**PAGE TEXT:**
start

# Chinese Martial Arts Weapons forum



## Blaze Dragon (Feb 23, 2014)

I'm actually surprised that there is not a CMA weapons forum. I mean after all there is great variety of weapons in Chinese martial arts, I see one for swords but not a general one for weapons. 

Since we are on it, what are some of your favorite weapons?

Me?
Qiang, Gun, Yanmaodao, miaodao, Jian, and Han Dynasty style Jian.

I have to say "short" gun,tie shan, and oo tzu kune are also very cool.


----------



## clfsean (Feb 23, 2014)

BlazeLeeDragon said:


> I'm actually surprised that there is not a CMA weapons forum. I mean after all there is great variety of weapons in Chinese martial arts, I see one for swords but not a general one for weapons.
> 
> Since we are on it, what are some of your favorite weapons?
> 
> ...



What is that in bold? That's possible two different dialects in there ... along with possibly as many Romanizations.

I'm playing stick & broadsword now... that's enough. Daggers are a side item. Might have Miao Dao coming this year. Not worried about since I have 3 section & butterfly knives in queue as a requisite.


----------



## Xue Sheng (Feb 23, 2014)

Jian, Dao, Long Pole.

Use to do three section staff, Guandao, short staff and even a bit (very little bit) Butterfly knives and I messed around with a 9 section whip but I realized that it was a great way to maim myself so I stopped


----------



## Blaze Dragon (Feb 23, 2014)

Xue Sheng said:


> Jian, Dao, Long Pole.
> 
> Use to do three section staff, Guandao, short staff and even a bit (very little bit) Butterfly knives and I messed around with a 9 section whip but I realized that it was a great way to maim myself so I stopped



lol "maim myself"  I've always tried to shy away from soft weapons that bend. I did learn the basic movements for Er Jie Gun (two section staff), but I'd rather not fight with them.

With your Guandao training did you use the big 85 solid metal one like General Guan or the lighter wooden shaft ones? My sifu brought a big solid metal one that weighted something like 30 or 40lbs (never weighted it) but it was a pain to swing around :S


----------



## Blaze Dragon (Feb 23, 2014)

clfsean said:


> What is that in bold? That's possible two different dialects in there ... along with possibly as many Romanizations.
> 
> I'm playing stick & broadsword now... that's enough. Daggers are a side item. Might have Miao Dao coming this year. Not worried about since I have 3 section & butterfly knives in queue as a requisite.



oo tzu kune are what we call our sun moon forks. We do a Pakua (bagua) form with them. I don't use them well, but they are really really cool  of course there are no videos up of Shaolin-Do guys using them but there is this video on youtube. same ones we use.

[video=youtube_share;ZA07nWIzVQw]http://youtu.be/ZA07nWIzVQw[/video]

Which broad sword are you playing with the typical Niuweidao (Ox Tail Saber)?


----------



## Xue Sheng (Feb 23, 2014)

BlazeLeeDragon said:


> lol "maim myself"  I've always tried to shy away from soft weapons that bend. I did learn the basic movements for Er Jie Gun, but I'd rather not fight with them.

end

**DATA SHOWN:**
start

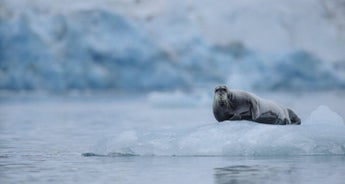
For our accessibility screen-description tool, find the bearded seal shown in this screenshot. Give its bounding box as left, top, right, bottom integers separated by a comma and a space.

end

**WORK TO COMPLETE:** Reproduce word for word the part of the weapons forum thread between "oo tzu kune are what" and "ones we use.", inclusive.

**PROBLEM SOLUTION:**
oo tzu kune are what we call our sun moon forks. We do a Pakua (bagua) form with them. I don't use them well, but they are really really cool  of course there are no videos up of Shaolin-Do guys using them but there is this video on youtube. same ones we use.